Repite tal cual, en la columna sobre los jueces, el fragmento que empieza con las palabras que contienen "Hemos podido ver" y termina con "discretos arrestos domiciliarios.".

Texto fuente
━━━━━━━━━━━━━━━━
Hemos podido ver que no solo personas comunes y mortales, sino jueces y –hay que ser equitativo– juezas, pueden descompensarse desvanecerse, colapsar, justo antes, durante o después de presentarse a declarar ante otros jueces, por dudas, sospechas o indicios de que hubiesen cometido delitos. Ese es el espectáculo que ha ofrecido la televisión durante junio, exponiendo a solemnes miembros de la justicia transitando de los severos despachos de la Judicatura a ululantes ambulancias, que los han dejado en asépticos y albos recintos de emergencias o cuidados intensivos.
De allí se irán –o ya se han ido– a casa, a cumplir austeros y discretos arrestos domiciliarios.
Ese es el recorrido, garantizado, para quienes tienen influencias, poder, dinero –generalmente los tres– cuando son convocados a rendir cuentas por huellas de transgresiones legales, que de tan grandes o violentas resultan inocultables. Cuando un mortal no puede ofrecer o demostrar las virtudes de un juez, alto funcionario o ejecutivo de algo; no sirve de nada tener padecimientos de salud, reales o fingidos. Después del juzgado va a parar directamente a sombrías celdas, enfrentando muchas veces torturas y abandono hasta morir, como le ocurrió a Marco Antonio Aramayo, exdirector del Fondo Indígena.
Capturado por un aparato judicial, sumiso a instrucciones de esconder las huellas de la responsabilidad del expresidente Morales Ayma y de su ministro Arce Catacora en el desfalco de ese Fondo, Aramayo fue privado de los cuidados básicos que verdaderamente requería su quebrantada salud. En esas condiciones fue conducirlo a la muerte, en 2022, después de siete años de cárcel por 256 juicios que soportó por denunciar la corrupción en esa institución.
Para él, como para tantos otros, no hay ambulancias, médicos ni cuidados de ningún tipo. En vez se suministran grandes dosis de abandono, silenciamiento y martirio.
El derrumbe interno del aparato de poder construido por el MAS abre resquicios para que uno de los consorcios jurídicos articulado por y para el régimen sea puesto en evidencia y algunos de sus componentes sean sacrificados, después de haber prestado servicios tan importantes, como decisiones y sentencias, que le han privado al Legislativo de su capacidad para fiscalizar. Con ese historial es muy difícil que después de la exposición pública, la clínica y el arraigo en casa haya otras sanciones.
Si el actual Presidente tuviera, en algún momento, que explicar de verdad cómo –al margen de influencias y poder político–un prudente banco privado aprobó créditos por nueve millones de dólares a sus dos hijos menores, se espera que la tradición de guante blanco con que se juzga y se trata a una estrecha franja de la sociedad, le permitirá desmayarse o, mejor, desvanecerse, si sus justificaciones siguen siendo tan débiles y superficiales, como hasta ahora.
Puede decirse que más que insatisfactorias, es difícil entender sus explicaciones. El presidente ha dicho sobre el tema: “En este tipo de proyectos, lo que interesa es la solvencia del proyecto, la rentabilidad que puede dar o no el proyecto, y eso lo evalúa el banco (…). El patrimonio (del solicitante del crédito) no es determinante”. Inmediatamente cabe preguntar si la “solvencia” del único conocido de tales proyectos (propiedad Adán y Eva) permite evadir las normas para dedicar la tierra a un uso distinto al que le fija la ley; o realizar incendios en medio de la pausa ambiental obligatoria decretada por el papá del dueño actual.
━━━━━━━━━━━━━━━━
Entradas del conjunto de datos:

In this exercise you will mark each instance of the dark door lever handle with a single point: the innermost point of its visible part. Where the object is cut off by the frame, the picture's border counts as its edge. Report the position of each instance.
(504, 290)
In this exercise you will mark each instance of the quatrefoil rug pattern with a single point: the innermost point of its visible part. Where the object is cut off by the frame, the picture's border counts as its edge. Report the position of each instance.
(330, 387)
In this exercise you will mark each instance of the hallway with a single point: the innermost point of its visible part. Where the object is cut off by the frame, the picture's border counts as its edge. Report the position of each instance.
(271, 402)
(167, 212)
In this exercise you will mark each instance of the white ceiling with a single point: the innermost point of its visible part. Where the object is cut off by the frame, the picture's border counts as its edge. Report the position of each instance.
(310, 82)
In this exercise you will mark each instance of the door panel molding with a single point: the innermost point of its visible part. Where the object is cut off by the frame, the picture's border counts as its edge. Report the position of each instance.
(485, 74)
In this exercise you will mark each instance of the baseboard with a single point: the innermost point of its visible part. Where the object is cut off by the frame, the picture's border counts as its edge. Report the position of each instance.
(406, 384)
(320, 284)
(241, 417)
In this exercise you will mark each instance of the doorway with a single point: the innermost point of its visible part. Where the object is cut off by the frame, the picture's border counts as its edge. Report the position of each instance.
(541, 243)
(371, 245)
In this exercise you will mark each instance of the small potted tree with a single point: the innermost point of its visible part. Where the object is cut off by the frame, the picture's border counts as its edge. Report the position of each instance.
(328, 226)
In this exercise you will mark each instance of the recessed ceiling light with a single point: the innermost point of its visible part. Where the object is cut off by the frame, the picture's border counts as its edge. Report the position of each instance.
━━━━━━━━━━━━━━━━
Respuesta
Hemos podido ver que no solo personas comunes y mortales, sino jueces y –hay que ser equitativo– juezas, pueden descompensarse desvanecerse, colapsar, justo antes, durante o después de presentarse a declarar ante otros jueces, por dudas, sospechas o indicios de que hubiesen cometido delitos. Ese es el espectáculo que ha ofrecido la televisión durante junio, exponiendo a solemnes miembros de la justicia transitando de los severos despachos de la Judicatura a ululantes ambulancias, que los han dejado en asépticos y albos recintos de emergencias o cuidados intensivos.
De allí se irán –o ya se han ido– a casa, a cumplir austeros y discretos arrestos domiciliarios.